[Records from a collection]

::::::::

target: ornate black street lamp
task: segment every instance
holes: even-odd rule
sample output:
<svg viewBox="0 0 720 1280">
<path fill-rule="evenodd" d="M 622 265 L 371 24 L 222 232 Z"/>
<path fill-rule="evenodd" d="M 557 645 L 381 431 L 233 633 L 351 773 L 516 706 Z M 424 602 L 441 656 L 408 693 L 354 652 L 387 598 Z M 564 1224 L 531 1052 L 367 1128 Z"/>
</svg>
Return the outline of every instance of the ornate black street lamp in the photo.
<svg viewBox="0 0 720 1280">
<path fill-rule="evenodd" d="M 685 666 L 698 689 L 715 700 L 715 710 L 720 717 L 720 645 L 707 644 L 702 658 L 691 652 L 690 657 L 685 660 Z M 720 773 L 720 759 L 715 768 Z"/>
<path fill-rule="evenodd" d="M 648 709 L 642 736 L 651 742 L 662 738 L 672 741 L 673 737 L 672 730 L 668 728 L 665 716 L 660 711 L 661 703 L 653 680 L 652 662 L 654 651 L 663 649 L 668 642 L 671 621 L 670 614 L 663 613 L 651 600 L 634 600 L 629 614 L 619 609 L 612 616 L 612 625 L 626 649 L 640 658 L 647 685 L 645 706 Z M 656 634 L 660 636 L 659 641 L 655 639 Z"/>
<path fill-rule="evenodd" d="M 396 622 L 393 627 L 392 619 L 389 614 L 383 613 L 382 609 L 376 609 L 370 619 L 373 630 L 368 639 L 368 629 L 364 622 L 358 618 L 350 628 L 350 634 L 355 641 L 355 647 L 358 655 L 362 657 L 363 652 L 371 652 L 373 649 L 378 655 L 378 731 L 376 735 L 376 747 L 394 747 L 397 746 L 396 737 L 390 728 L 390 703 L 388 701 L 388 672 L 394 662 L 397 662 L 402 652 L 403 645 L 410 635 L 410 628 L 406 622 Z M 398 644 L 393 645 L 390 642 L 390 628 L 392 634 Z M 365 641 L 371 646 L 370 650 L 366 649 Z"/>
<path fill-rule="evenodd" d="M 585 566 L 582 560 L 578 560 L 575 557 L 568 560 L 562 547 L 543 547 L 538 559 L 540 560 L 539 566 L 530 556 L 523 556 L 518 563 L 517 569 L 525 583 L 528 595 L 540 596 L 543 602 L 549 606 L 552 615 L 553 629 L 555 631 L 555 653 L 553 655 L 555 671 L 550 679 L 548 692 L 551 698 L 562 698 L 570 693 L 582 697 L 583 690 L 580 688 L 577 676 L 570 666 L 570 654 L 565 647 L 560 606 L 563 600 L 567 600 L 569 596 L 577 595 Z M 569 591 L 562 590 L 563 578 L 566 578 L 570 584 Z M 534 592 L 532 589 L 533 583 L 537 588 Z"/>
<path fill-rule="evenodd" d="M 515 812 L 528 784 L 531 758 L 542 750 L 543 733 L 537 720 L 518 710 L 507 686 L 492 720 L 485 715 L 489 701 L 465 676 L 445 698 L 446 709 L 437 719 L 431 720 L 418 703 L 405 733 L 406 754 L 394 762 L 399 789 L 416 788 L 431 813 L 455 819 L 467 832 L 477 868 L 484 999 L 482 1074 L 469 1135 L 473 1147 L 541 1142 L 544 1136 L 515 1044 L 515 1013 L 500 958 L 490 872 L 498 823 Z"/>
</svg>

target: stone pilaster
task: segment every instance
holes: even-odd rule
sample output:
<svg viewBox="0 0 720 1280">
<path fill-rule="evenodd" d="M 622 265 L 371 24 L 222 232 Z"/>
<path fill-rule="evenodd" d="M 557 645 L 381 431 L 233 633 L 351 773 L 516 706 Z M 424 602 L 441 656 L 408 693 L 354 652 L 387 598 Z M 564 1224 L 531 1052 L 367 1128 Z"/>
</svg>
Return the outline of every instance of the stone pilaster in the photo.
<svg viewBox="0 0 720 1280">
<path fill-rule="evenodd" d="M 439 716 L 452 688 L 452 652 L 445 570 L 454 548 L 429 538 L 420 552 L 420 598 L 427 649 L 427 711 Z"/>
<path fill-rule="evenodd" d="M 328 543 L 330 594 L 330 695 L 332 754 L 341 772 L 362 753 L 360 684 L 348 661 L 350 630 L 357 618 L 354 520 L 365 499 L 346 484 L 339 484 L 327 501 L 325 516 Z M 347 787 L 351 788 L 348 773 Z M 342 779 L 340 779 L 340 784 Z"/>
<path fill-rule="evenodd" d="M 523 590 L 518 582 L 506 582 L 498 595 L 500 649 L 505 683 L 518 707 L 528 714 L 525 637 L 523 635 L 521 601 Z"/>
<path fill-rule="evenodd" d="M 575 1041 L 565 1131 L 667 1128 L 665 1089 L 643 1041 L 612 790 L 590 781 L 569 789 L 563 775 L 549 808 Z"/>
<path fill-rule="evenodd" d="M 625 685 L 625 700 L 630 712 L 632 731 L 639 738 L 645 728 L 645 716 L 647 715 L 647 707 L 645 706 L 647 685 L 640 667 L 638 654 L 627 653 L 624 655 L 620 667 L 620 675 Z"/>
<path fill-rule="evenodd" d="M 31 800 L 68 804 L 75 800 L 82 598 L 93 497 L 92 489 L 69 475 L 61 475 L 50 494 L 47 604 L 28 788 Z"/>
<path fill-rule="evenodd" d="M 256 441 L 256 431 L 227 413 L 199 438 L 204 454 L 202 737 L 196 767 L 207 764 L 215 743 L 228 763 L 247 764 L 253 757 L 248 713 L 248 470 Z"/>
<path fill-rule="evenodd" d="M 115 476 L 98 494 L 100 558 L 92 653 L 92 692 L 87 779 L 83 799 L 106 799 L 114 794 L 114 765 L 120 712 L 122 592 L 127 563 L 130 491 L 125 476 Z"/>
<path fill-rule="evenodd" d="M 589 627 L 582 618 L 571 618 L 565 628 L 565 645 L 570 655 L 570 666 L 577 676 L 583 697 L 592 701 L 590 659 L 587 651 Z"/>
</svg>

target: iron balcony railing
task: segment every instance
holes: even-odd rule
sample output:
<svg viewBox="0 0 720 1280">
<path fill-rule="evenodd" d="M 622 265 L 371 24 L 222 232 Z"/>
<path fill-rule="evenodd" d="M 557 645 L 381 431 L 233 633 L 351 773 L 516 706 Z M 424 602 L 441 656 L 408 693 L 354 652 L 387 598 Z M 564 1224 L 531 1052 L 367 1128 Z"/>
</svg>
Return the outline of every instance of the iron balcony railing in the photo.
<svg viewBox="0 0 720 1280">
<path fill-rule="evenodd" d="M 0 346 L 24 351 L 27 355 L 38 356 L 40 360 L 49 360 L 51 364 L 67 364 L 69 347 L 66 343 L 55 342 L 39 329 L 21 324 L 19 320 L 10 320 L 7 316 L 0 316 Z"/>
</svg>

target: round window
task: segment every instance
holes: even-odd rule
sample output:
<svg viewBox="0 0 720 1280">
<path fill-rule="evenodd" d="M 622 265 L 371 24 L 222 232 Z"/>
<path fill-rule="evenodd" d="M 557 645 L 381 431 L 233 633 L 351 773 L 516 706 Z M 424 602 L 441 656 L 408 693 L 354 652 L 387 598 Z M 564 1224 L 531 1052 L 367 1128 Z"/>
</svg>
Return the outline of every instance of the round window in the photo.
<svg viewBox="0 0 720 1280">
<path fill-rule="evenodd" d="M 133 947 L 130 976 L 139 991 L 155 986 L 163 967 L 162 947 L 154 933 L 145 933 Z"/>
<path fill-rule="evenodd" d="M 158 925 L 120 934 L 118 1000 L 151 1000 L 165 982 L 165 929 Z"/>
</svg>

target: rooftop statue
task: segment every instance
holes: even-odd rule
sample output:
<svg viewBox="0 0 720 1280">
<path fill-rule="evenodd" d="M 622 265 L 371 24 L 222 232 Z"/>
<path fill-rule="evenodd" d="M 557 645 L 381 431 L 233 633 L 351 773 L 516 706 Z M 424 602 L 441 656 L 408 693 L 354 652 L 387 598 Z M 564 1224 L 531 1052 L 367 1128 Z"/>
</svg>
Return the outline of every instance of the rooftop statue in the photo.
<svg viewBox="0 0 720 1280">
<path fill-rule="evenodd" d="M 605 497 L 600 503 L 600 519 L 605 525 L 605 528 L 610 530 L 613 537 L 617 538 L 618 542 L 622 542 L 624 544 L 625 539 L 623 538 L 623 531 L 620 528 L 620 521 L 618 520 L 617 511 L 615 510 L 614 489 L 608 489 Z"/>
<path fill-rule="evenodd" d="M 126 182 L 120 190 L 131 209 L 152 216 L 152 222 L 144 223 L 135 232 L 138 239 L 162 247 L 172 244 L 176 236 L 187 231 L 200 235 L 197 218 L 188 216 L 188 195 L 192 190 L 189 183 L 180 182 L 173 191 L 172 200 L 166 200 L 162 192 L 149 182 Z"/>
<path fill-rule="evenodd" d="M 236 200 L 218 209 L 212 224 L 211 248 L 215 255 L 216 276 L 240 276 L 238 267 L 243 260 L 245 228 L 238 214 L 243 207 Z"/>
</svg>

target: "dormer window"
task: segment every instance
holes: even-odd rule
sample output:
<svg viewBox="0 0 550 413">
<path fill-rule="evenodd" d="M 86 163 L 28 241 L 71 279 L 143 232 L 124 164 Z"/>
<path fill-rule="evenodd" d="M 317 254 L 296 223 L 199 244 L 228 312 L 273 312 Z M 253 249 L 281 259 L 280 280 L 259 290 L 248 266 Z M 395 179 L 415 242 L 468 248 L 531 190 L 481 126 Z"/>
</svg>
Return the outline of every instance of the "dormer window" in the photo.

::::::::

_WORK TASK_
In the records above, how many lines include "target"? Give that number and nothing more.

_WRITTEN ANSWER_
6